### EXTRAIT DU DOCUMENT
L'ancienne présidente de la Fédération nationale d'agriculture biologique et toujours membre de la Fnab Stéphanie Pageot, revient sur son parcours, pas toujours simple, de productrice de lait biologique. Selon elle, le développement du marché des produits biologiques nécessite davantage de vigilance de la part des spécialistes pour éviter les embûches que connaît le conventionnel.

Stéphanie Pageot, productrice de lait bio en Gaec, membre du bureau de la Fnab.
© DR

Comment êtes-vous devenue productrice de lait biologique ?

Stéphanie Pageot - J’ai toujours été convaincue par l’agriculture biologique. Mon père était passé en agriculture bio dans les années 90. Après mes études agricoles, j’ai repris la ferme laitière de mes beaux-parents dans l’Ouest avec mon mari Guylain. C’était une ferme conventionnelle. Nous avons tout de suite pris la décision de la convertir à l’agriculture biologique, ainsi que la ferme voisine que nous avons également reprise. Notre objectif était de devenir immédiatement autosuffisant. Les premières années n’ont pas été simples. L’exploitation n’était pas très productive. On a manqué de fourrages par exemple. Il a fallu changer tout le système, réimplanter des prairies. Nous sommes désormais autonomes. L’exploitation compte 65 vaches laitières sur 190 hectares, dont une trentaine d’hectares en culture et le reste en prairie.

Comment avez-vous vu évoluer l’agriculture bio ces dernières années ?

### LIGNES EXTRAITES
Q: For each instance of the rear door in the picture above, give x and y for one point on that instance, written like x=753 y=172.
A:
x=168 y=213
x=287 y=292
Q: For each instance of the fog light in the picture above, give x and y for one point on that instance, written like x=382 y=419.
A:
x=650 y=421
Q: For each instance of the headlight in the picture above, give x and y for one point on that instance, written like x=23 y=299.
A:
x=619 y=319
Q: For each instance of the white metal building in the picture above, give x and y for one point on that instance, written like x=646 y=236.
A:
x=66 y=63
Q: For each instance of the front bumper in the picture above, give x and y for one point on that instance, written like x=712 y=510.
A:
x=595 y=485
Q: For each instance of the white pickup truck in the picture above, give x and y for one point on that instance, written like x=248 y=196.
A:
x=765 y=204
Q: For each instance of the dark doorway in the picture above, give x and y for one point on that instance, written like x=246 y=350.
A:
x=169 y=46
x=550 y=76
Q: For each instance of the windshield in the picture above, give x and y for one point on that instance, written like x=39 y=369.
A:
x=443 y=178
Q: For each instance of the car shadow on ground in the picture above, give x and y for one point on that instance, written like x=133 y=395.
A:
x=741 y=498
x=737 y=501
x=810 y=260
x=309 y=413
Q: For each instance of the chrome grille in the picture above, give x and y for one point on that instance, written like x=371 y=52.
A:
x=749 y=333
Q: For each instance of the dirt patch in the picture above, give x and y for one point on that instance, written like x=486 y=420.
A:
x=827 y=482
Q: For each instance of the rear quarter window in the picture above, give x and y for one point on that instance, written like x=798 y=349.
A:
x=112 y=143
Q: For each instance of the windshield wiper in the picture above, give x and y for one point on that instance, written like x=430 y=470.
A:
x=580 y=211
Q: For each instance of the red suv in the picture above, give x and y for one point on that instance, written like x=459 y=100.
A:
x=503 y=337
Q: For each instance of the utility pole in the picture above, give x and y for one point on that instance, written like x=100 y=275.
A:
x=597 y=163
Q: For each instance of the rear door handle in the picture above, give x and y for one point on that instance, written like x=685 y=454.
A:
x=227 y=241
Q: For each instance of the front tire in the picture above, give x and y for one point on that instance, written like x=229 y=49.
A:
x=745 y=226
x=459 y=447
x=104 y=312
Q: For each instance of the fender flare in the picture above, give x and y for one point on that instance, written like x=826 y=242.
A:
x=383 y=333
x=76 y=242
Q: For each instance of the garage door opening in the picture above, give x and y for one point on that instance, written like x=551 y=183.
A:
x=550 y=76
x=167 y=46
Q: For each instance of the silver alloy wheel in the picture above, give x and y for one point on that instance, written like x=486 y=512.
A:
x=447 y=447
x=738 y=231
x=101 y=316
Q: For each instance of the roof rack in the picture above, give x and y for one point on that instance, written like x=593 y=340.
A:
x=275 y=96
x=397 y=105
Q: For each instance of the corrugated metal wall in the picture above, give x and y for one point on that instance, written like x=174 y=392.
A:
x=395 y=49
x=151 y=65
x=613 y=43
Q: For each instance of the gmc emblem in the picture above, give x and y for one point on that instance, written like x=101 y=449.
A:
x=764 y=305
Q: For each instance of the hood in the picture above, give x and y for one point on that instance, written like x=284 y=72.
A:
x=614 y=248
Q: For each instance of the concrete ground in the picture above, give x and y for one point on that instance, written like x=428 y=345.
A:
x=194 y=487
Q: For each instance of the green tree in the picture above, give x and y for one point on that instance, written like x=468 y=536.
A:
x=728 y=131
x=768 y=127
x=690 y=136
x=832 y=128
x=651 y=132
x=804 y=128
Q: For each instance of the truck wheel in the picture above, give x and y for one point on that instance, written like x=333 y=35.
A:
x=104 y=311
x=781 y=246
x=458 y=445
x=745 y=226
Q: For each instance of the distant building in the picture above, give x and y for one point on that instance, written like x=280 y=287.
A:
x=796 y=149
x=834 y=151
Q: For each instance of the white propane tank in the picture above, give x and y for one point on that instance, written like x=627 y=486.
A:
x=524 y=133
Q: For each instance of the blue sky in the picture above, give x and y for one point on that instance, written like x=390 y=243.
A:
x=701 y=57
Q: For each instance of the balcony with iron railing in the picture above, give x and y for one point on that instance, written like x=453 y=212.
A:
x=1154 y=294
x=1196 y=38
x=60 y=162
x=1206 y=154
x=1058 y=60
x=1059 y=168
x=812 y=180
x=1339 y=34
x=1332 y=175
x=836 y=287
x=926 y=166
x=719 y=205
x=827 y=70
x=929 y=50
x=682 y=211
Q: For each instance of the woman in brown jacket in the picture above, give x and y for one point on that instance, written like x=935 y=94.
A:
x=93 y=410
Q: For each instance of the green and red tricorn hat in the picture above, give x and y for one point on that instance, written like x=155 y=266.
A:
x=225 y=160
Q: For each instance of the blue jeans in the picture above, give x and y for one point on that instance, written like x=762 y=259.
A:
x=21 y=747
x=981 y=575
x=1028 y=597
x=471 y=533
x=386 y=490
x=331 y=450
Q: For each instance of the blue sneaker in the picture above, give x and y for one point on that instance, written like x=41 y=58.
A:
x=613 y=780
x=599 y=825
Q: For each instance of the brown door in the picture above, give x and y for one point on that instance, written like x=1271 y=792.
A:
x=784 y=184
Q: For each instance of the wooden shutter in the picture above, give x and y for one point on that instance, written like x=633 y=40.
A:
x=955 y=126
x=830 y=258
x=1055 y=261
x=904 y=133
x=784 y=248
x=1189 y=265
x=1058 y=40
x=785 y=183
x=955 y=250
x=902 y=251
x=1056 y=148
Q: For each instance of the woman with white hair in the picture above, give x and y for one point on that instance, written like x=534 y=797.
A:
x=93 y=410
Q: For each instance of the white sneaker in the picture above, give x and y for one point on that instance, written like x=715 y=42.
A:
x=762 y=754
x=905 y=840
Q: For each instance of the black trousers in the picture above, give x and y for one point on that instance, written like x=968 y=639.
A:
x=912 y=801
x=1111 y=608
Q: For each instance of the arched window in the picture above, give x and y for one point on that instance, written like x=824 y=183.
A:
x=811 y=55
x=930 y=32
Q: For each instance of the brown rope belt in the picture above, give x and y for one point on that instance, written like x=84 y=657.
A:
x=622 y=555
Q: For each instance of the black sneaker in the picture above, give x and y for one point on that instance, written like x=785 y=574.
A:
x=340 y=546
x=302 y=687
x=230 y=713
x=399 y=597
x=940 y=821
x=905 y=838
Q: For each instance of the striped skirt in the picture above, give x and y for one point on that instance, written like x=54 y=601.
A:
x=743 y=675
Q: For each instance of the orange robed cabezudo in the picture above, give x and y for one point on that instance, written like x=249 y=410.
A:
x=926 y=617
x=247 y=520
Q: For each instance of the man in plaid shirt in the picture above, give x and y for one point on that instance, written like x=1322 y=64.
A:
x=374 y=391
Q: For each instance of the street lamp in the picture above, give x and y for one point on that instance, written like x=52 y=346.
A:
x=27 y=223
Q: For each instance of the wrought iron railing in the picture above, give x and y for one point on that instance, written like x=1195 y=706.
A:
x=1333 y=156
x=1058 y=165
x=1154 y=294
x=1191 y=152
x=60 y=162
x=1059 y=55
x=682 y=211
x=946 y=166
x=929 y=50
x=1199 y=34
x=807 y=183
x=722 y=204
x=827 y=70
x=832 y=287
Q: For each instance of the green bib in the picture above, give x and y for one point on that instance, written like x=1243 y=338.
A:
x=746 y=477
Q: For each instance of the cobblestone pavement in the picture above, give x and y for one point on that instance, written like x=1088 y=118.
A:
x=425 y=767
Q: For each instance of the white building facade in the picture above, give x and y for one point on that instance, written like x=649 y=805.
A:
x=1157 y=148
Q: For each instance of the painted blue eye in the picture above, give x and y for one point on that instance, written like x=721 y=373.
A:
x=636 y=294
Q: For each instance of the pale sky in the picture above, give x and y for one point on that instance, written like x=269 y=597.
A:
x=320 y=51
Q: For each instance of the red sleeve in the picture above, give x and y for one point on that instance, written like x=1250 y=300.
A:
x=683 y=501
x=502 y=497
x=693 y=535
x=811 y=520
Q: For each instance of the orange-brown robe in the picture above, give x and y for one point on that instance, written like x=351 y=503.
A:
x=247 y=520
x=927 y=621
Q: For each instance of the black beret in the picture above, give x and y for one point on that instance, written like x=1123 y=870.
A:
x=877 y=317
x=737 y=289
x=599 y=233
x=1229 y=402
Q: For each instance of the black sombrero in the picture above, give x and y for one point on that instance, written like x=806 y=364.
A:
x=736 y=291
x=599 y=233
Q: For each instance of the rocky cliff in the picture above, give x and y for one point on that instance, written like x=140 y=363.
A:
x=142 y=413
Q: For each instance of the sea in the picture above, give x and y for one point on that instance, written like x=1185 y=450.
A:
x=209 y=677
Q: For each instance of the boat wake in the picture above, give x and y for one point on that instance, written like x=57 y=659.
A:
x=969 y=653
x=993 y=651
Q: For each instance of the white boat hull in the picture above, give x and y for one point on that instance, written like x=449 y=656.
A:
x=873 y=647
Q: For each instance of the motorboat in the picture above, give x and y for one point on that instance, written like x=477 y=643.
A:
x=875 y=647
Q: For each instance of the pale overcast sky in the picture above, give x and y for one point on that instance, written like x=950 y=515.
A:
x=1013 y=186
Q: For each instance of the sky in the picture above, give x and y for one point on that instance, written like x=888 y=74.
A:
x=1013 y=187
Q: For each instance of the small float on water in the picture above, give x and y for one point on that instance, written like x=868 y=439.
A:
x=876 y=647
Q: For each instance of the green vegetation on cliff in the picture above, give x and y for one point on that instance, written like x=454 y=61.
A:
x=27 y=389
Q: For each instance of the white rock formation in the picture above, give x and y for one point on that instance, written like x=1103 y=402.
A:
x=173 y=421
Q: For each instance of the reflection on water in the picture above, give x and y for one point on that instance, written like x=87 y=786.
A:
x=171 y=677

### CONSIGNE DE TRAVAIL
Dans l'extrait sur le parcours de Stéphanie Pageot, relevez tous les membres de sa famille qu'elle évoque.

### RÉPONSE À L'EXERCICE
Son père, ses beaux-parents et son mari Guylain.